### PROBLEM DESCRIPTION
A word-for-word copy of the entries is needed, and it should contain no images.

### AVAILABLE RECORDS

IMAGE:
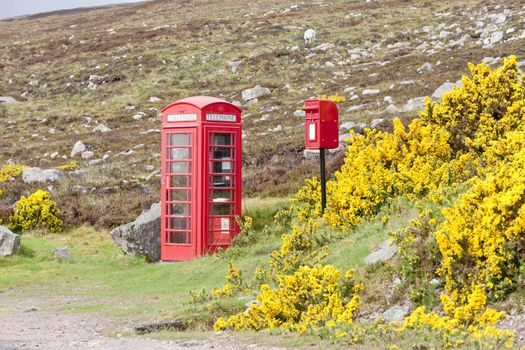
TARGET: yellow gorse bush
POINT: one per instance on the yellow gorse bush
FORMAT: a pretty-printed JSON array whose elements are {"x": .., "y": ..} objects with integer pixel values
[
  {"x": 311, "y": 298},
  {"x": 36, "y": 211}
]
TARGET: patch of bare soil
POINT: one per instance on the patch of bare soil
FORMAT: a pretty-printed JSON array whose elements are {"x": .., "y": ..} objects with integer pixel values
[{"x": 28, "y": 322}]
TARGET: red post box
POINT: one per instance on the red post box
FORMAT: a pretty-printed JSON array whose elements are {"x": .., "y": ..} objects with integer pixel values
[
  {"x": 322, "y": 124},
  {"x": 201, "y": 176}
]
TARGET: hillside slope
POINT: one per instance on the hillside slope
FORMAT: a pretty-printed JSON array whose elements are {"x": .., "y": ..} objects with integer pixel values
[{"x": 72, "y": 71}]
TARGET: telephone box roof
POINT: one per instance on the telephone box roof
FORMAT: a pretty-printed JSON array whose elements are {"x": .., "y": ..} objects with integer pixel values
[{"x": 200, "y": 102}]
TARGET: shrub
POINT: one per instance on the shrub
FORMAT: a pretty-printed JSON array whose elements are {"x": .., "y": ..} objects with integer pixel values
[
  {"x": 36, "y": 211},
  {"x": 310, "y": 299}
]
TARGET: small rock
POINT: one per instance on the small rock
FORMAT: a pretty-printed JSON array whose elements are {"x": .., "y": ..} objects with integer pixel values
[
  {"x": 414, "y": 104},
  {"x": 62, "y": 253},
  {"x": 30, "y": 175},
  {"x": 9, "y": 242},
  {"x": 8, "y": 100},
  {"x": 397, "y": 313},
  {"x": 324, "y": 47},
  {"x": 101, "y": 128},
  {"x": 87, "y": 155},
  {"x": 234, "y": 65},
  {"x": 442, "y": 90},
  {"x": 391, "y": 109},
  {"x": 255, "y": 92},
  {"x": 385, "y": 252},
  {"x": 426, "y": 67},
  {"x": 371, "y": 92},
  {"x": 79, "y": 147}
]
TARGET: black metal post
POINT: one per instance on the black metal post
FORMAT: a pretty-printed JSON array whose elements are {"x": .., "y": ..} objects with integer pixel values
[{"x": 323, "y": 180}]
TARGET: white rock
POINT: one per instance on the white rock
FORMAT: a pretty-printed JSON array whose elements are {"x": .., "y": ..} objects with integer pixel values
[
  {"x": 8, "y": 100},
  {"x": 376, "y": 122},
  {"x": 416, "y": 103},
  {"x": 309, "y": 36},
  {"x": 499, "y": 18},
  {"x": 324, "y": 47},
  {"x": 79, "y": 147},
  {"x": 234, "y": 65},
  {"x": 101, "y": 128},
  {"x": 391, "y": 109},
  {"x": 371, "y": 92},
  {"x": 443, "y": 89},
  {"x": 87, "y": 154},
  {"x": 255, "y": 92},
  {"x": 30, "y": 175}
]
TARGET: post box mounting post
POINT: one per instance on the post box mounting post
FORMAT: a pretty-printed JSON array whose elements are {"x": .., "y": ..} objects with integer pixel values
[
  {"x": 323, "y": 180},
  {"x": 321, "y": 132}
]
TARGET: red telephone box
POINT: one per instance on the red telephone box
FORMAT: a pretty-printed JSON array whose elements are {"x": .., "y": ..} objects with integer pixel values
[{"x": 201, "y": 176}]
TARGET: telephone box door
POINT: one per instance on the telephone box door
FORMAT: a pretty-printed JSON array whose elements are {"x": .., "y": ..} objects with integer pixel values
[
  {"x": 224, "y": 193},
  {"x": 179, "y": 167}
]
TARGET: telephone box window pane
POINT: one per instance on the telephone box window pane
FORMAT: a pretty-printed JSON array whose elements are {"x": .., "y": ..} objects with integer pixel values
[
  {"x": 179, "y": 237},
  {"x": 180, "y": 196},
  {"x": 180, "y": 181},
  {"x": 222, "y": 181},
  {"x": 222, "y": 167},
  {"x": 221, "y": 196},
  {"x": 222, "y": 153},
  {"x": 179, "y": 139},
  {"x": 222, "y": 139},
  {"x": 180, "y": 210},
  {"x": 180, "y": 167},
  {"x": 179, "y": 224},
  {"x": 221, "y": 209},
  {"x": 179, "y": 153}
]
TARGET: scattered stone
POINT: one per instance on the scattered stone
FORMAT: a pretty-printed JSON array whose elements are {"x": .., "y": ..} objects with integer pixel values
[
  {"x": 416, "y": 103},
  {"x": 62, "y": 253},
  {"x": 87, "y": 155},
  {"x": 370, "y": 92},
  {"x": 253, "y": 93},
  {"x": 442, "y": 90},
  {"x": 9, "y": 242},
  {"x": 277, "y": 128},
  {"x": 397, "y": 313},
  {"x": 234, "y": 65},
  {"x": 309, "y": 36},
  {"x": 324, "y": 47},
  {"x": 424, "y": 68},
  {"x": 385, "y": 252},
  {"x": 30, "y": 175},
  {"x": 391, "y": 109},
  {"x": 299, "y": 113},
  {"x": 79, "y": 147},
  {"x": 142, "y": 235},
  {"x": 376, "y": 122},
  {"x": 101, "y": 128},
  {"x": 8, "y": 100}
]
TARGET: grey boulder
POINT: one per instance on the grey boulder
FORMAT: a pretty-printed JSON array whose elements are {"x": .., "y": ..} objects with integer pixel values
[
  {"x": 9, "y": 242},
  {"x": 142, "y": 236},
  {"x": 41, "y": 175}
]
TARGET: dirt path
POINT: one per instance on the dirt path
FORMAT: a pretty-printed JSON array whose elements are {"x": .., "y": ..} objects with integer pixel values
[{"x": 36, "y": 323}]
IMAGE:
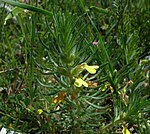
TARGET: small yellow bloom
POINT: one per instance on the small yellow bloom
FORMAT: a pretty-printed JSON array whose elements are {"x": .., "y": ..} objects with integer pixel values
[
  {"x": 79, "y": 82},
  {"x": 90, "y": 69},
  {"x": 59, "y": 98},
  {"x": 39, "y": 111},
  {"x": 125, "y": 130}
]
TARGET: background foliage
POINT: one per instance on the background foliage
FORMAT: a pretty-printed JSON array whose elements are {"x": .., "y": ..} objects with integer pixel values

### REPLY TO THE TASK
IMAGE:
TARGET: yellow gorse bush
POINT: one per instance on the yellow gorse bush
FORMAT: a pretty-printed JSON array whose elements are {"x": .., "y": ..} objects with integer pixel values
[
  {"x": 311, "y": 298},
  {"x": 36, "y": 211}
]
TARGET: patch of bare soil
POINT: one per instance on the patch of bare soil
FORMAT: a pretty-printed JSON array whose elements are {"x": .., "y": ..} objects with integer pixel values
[{"x": 28, "y": 322}]
TARGET: red post box
POINT: one per instance on the red post box
FORMAT: a pretty-printed JSON array whose elements are {"x": .., "y": ..} objects with integer pixel values
[
  {"x": 322, "y": 124},
  {"x": 201, "y": 176}
]
TARGET: hillside slope
POINT: one per instance on the hillside slope
FORMAT: a pretty-printed JSON array whose elements are {"x": .., "y": ..} objects with integer pixel values
[{"x": 72, "y": 71}]
TARGET: telephone box roof
POINT: one per instance on the telephone box roof
FORMAT: a pretty-printed JSON array whose elements are {"x": .., "y": ..} objects with integer pixel values
[{"x": 200, "y": 102}]
TARGET: shrub
POINT: one per instance on the shrub
FORMAT: a pretty-printed JSON array whose elements are {"x": .., "y": ..} objects with integer pixel values
[
  {"x": 36, "y": 211},
  {"x": 310, "y": 299}
]
TARGET: small rock
POINT: one per instance on the small rock
FORMAT: a pretty-printed JSON array whose elements are {"x": .., "y": ..} objects with integer pixel values
[
  {"x": 414, "y": 104},
  {"x": 62, "y": 253},
  {"x": 30, "y": 175},
  {"x": 9, "y": 242},
  {"x": 8, "y": 100},
  {"x": 397, "y": 313},
  {"x": 324, "y": 47},
  {"x": 101, "y": 128},
  {"x": 87, "y": 155},
  {"x": 234, "y": 65},
  {"x": 442, "y": 90},
  {"x": 391, "y": 109},
  {"x": 255, "y": 92},
  {"x": 385, "y": 252},
  {"x": 426, "y": 67},
  {"x": 371, "y": 92},
  {"x": 79, "y": 147}
]
TARGET: black metal post
POINT: one per instance on the black metal post
FORMAT: a pretty-printed JSON array whose elements are {"x": .., "y": ..} objects with integer pixel values
[{"x": 323, "y": 180}]
TARGET: white rock
POINT: one per instance on the white rock
FORMAT: a pretty-printed JSON array whose elements are {"x": .., "y": ..} objects with integer pixel values
[
  {"x": 8, "y": 100},
  {"x": 376, "y": 122},
  {"x": 416, "y": 103},
  {"x": 309, "y": 36},
  {"x": 499, "y": 18},
  {"x": 324, "y": 47},
  {"x": 79, "y": 147},
  {"x": 234, "y": 65},
  {"x": 101, "y": 128},
  {"x": 391, "y": 109},
  {"x": 371, "y": 92},
  {"x": 443, "y": 89},
  {"x": 87, "y": 154},
  {"x": 255, "y": 92},
  {"x": 30, "y": 175}
]
TARGET: post box mounting post
POINT: one per instance on the post box mounting post
FORMAT: a pretty-printed JSON array whose elements are {"x": .., "y": ..} objects with integer pixel values
[
  {"x": 323, "y": 180},
  {"x": 321, "y": 132}
]
TARGET: red telephone box
POINT: one per instance on the red telephone box
FORMAT: a pretty-printed JSON array whose elements are {"x": .., "y": ..} objects with integer pixel values
[{"x": 201, "y": 176}]
TARGET: telephone box door
POINT: one per instance on the telephone box door
FORMAT: a pretty-printed JSON array whose elements are {"x": .., "y": ..} objects with integer pixel values
[
  {"x": 224, "y": 193},
  {"x": 179, "y": 167}
]
TARGET: telephone box window pane
POINT: one per instance on the telephone box window pane
FORMAT: a pretty-printed JSON array whose elements are {"x": .., "y": ..} objects with integer pixel values
[
  {"x": 179, "y": 237},
  {"x": 180, "y": 196},
  {"x": 180, "y": 181},
  {"x": 222, "y": 181},
  {"x": 222, "y": 167},
  {"x": 221, "y": 196},
  {"x": 222, "y": 153},
  {"x": 179, "y": 139},
  {"x": 222, "y": 139},
  {"x": 180, "y": 210},
  {"x": 180, "y": 167},
  {"x": 179, "y": 224},
  {"x": 221, "y": 209},
  {"x": 179, "y": 153}
]
TARGET: scattered stone
POINT: one per instance on the scattered stone
FORMAT: a pretty-printed JSON array whose elements are {"x": .., "y": ..} objects with integer pixel values
[
  {"x": 416, "y": 103},
  {"x": 62, "y": 253},
  {"x": 87, "y": 155},
  {"x": 370, "y": 92},
  {"x": 253, "y": 93},
  {"x": 442, "y": 90},
  {"x": 9, "y": 242},
  {"x": 277, "y": 128},
  {"x": 397, "y": 313},
  {"x": 234, "y": 65},
  {"x": 309, "y": 36},
  {"x": 324, "y": 47},
  {"x": 424, "y": 68},
  {"x": 385, "y": 252},
  {"x": 30, "y": 175},
  {"x": 391, "y": 109},
  {"x": 299, "y": 113},
  {"x": 79, "y": 147},
  {"x": 142, "y": 235},
  {"x": 376, "y": 122},
  {"x": 101, "y": 128},
  {"x": 8, "y": 100}
]
TARGET: grey boulder
POINT: one per instance on the grey boulder
FORMAT: a pretty-printed JSON array whose elements are {"x": .., "y": ..} objects with integer pixel values
[
  {"x": 9, "y": 242},
  {"x": 142, "y": 236},
  {"x": 41, "y": 175}
]
TARGET: dirt path
POINT: one per instance on the dirt path
FORMAT: a pretty-printed JSON array whose elements are {"x": .., "y": ..} objects with integer pixel values
[{"x": 36, "y": 323}]
IMAGE:
TARGET: small yellow bloom
POINT: one per instance on the small yellow bloom
FORMAT: a pretty-printed JSON array whose elements are {"x": .., "y": ..} objects with integer pixel values
[
  {"x": 79, "y": 82},
  {"x": 90, "y": 69},
  {"x": 59, "y": 98},
  {"x": 39, "y": 111},
  {"x": 125, "y": 130}
]
TARGET: background foliage
POINT: one per instance on the background foliage
FORMAT: a pretty-printed JSON array whose elements are {"x": .., "y": ..} objects with integer pixel values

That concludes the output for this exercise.